-- Passage --
# # # #
Snuff said about plain packaging

It has been well reported that the Tobacco Products and Electronic Delivery Systems Control Bill (“the Tobacco Bill”) aims to tighten regulations around smoking and vaping. Specifically, the bill seeks to introduce plain packaging, which is standardised packaging devoid of branding, including logo trade marks.

In addition, the Bill initially sought to treat nicotine and non-nicotine electronic delivery systems in the same way as combustible tobacco products, which means that e-cigarettes or vapes would similarly be subject to the regulations proposing, inter alia, plain packaging and a ban on the public display of such goods.

Recently, during public consultation in relation to the Tobacco Bill, the proposed provisions of the new legislation, particularly those concerning the ban on advertising, were met with further resistance. Concerns raised included the rise in the illicit trade in counterfeit tobacco and nicotine products, due to the implementation of plain packaging, and the lack of law enforcement resources to police such activity.
# # # #
-- Goals --
1: Translate this sentence from the plain packaging article into Spanish: "Specifically, the bill seeks to introduce plain packaging, which is standardised packaging devoid of branding, including logo trade marks."
2: Quote the plain packaging article word for word, everything from "In addition, the" down to "of such goods.".

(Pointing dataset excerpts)
# # # #
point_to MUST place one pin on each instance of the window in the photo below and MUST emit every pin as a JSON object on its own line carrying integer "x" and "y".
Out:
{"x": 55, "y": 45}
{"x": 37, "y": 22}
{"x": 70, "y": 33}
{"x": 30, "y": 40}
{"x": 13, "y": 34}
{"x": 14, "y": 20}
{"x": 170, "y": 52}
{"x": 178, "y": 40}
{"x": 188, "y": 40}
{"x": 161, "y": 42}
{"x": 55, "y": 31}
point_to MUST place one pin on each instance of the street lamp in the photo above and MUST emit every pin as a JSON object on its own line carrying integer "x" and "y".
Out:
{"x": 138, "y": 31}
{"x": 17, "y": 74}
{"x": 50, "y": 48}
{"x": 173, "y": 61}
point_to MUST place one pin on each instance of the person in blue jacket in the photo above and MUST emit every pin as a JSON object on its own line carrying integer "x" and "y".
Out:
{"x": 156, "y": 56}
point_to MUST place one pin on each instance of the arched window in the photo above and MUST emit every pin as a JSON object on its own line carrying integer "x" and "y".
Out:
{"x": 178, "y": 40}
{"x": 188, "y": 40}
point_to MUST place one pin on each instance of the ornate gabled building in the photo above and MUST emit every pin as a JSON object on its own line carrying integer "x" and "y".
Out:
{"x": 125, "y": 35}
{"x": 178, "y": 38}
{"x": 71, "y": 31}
# # # #
-- Solution set --
1: En concreto, el proyecto de ley pretende introducir el empaquetado genérico, que es un empaquetado estandarizado desprovisto de marca, incluidas las marcas comerciales de logotipo.

2:
In addition, the Bill initially sought to treat nicotine and non-nicotine electronic delivery systems in the same way as combustible tobacco products, which means that e-cigarettes or vapes would similarly be subject to the regulations proposing, inter alia, plain packaging and a ban on the public display of such goods.